**Article**:

--- Start ---

From: Dennis Williamson
Subject: Re: Problem with brace expansion
Date: Tue, 21 Apr 2015 18:16:07 -0500



On Tue, Apr 21, 2015 at 2:44 PM, Dr Alun J. Carr <address@hidden> wrote:
There appears to be a bug in bash when using a variable in curly brace expansion, e.g., {1..$n}. I have put the two following test scripts in the attached files looper1.sh and looper2.sh:

#looper1.sh
for i in {1..4}
do
    echo i = $i
done

#looper2.sh
n=4
for i in {1..$n}
do
    echo i = $i
done

Tests were done with bash, ksh, zsh, pdksh, dash and heirloom System V Bourne sh with the following versions:
bash    3.2.57(1)
bash    4.3.33(1)
ksh             version         sh (AT&T Research) 93u+ 2012-08-01
zsh             5.0.5 (x86_64-apple-darwin14.0)
pdksh   stable 5.2.14
dash    stable 0.5.8
sh              ???

--- End ---

**Jobs**:
1) Which two bash versions are listed in the post about brace expansion?
2) Continue the brace expansion post after its last line.

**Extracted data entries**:

--- Start ---

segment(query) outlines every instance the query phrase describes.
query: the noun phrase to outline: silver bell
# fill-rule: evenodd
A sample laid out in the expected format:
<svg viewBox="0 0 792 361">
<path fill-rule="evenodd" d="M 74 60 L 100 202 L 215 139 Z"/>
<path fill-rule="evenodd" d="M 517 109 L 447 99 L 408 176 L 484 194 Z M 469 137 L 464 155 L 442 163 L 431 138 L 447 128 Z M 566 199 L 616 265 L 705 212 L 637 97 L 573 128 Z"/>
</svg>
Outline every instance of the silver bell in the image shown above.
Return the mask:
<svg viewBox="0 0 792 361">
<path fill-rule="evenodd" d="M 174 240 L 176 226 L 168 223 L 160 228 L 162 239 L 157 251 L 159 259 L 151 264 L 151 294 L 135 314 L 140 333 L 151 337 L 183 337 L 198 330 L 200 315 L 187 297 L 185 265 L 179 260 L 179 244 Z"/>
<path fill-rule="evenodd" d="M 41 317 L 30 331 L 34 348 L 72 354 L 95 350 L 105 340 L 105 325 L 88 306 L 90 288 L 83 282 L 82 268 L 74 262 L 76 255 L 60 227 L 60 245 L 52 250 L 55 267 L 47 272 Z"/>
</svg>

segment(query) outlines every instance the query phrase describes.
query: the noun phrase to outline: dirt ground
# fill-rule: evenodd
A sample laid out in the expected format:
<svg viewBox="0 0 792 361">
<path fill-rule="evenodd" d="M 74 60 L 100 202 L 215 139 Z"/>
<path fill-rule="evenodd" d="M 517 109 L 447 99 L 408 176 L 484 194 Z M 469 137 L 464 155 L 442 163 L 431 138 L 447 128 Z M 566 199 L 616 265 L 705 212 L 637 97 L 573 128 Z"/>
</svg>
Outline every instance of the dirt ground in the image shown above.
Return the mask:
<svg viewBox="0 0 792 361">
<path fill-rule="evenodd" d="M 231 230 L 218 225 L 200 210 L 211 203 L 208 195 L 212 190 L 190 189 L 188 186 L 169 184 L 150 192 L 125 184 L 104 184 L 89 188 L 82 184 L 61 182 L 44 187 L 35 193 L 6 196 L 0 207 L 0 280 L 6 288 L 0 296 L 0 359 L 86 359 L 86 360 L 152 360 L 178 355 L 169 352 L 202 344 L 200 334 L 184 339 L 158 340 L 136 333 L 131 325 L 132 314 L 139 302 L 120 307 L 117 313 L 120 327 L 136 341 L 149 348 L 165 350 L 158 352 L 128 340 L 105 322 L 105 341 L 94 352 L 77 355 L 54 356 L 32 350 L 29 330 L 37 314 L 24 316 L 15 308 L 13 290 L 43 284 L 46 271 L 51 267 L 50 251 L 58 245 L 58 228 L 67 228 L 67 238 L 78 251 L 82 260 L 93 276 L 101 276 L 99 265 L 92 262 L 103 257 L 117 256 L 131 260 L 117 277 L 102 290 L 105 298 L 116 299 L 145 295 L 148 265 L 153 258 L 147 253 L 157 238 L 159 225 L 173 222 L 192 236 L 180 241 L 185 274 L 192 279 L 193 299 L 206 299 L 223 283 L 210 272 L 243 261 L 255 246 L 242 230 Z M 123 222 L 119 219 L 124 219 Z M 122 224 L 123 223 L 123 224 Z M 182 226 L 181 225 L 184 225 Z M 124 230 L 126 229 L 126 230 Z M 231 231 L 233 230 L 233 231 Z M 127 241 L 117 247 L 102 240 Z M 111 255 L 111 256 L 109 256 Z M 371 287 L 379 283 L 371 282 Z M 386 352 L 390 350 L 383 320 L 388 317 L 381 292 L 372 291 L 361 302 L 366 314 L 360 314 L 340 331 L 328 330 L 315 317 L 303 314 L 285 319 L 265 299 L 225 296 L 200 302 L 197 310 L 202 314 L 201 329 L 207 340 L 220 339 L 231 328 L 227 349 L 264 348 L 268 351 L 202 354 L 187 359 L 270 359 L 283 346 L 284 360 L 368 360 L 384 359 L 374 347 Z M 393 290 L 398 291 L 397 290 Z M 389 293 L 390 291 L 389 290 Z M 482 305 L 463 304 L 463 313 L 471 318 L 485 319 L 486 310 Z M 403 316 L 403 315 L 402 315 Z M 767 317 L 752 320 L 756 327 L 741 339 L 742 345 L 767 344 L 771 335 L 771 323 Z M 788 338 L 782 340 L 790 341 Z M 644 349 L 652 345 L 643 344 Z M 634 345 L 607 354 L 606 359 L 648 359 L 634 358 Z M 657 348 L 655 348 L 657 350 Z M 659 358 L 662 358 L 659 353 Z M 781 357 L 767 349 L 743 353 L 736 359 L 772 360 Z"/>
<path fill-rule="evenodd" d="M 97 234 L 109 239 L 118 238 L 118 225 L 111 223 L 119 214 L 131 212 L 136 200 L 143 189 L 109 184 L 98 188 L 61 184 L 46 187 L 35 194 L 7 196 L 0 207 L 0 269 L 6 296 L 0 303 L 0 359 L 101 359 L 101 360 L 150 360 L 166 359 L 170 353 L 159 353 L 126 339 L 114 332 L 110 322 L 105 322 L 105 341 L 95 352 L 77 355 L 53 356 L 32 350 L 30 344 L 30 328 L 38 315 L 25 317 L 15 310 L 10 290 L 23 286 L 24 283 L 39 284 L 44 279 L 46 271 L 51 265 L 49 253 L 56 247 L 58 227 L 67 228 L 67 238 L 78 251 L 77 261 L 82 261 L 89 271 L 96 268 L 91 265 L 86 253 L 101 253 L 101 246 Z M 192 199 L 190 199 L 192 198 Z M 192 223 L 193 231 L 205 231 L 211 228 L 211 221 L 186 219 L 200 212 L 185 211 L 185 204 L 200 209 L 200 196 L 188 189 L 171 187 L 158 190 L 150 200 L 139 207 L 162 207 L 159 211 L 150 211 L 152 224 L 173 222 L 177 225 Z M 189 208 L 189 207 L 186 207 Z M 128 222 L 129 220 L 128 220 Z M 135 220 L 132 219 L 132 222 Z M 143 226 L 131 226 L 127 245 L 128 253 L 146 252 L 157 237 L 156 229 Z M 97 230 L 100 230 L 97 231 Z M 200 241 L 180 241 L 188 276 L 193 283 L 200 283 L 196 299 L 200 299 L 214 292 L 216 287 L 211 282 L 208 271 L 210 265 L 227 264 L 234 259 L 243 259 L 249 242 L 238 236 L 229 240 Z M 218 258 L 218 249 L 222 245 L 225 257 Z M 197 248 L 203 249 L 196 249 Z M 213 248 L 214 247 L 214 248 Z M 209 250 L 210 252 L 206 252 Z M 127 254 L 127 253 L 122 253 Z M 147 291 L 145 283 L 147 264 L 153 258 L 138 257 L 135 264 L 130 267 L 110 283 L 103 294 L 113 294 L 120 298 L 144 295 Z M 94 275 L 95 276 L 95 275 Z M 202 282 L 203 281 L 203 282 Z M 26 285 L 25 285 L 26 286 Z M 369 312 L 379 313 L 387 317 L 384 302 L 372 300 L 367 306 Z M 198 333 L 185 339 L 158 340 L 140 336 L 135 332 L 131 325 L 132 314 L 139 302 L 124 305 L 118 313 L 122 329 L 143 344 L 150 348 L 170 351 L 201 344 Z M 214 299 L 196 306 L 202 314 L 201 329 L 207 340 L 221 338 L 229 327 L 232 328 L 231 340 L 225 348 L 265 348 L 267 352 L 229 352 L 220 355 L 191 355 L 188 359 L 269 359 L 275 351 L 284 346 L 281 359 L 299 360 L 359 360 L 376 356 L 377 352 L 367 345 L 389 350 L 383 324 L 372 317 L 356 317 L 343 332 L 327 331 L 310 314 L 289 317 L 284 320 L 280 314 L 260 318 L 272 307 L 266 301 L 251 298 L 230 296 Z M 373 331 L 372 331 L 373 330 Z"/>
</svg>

--- End ---

**Task-by-task results**:
1) 3.2.57(1) and 4.3.33(1)

2)
Results for bash (both versions give the same result); note that bash fails to expand the curly brace _expression_ in only the second case:

$ bash looper1.sh
i = 1
i = 2
i = 3
i = 4

$ bash looper2.sh
i = {1..4}

Repeating using ksh we get correct expansion of the curly braces:

$ ksh looper1.sh
i = 1
i = 2
i = 3
i = 4

$ ksh looper2.sh
i = 1
i = 2
i = 3
i = 4

And using zsh, the same result as for ksh:

$ zsh looper1.sh
i = 1
i = 2
i = 3
i = 4

$ zsh looper2.sh
i = 1
i = 2
i = 3
i = 4

Neither pdksh (which installs as ksh using homebrew) nor dash handle either case correctly:

pdksh:

$ /usr/local/bin/ksh looper1.sh
i = {1..4}

$ /usr/local/bin/ksh looper2.sh
i = {1..4}

dash:

$ dash looper1.sh
i = {1..4}

$ dash looper2.sh
i = {1..4}

The System V sh from the heirloom project behaves the same way as pdksh and dash (or more correctly, since System V is really the reference, pdksh and dash behave the same way as SysV sh):

$ 5 sh looper1.sh
i = {1..4}

$ 5 sh looper2.sh
i = {1..4}




Bash performs brace expansion before variable expansion and thus does not support the feature that zsh and ksh have which do variable expansion before brace expansion.

To use a variable, use C-style for loops:

for ((i = 1; i <= 4; i++))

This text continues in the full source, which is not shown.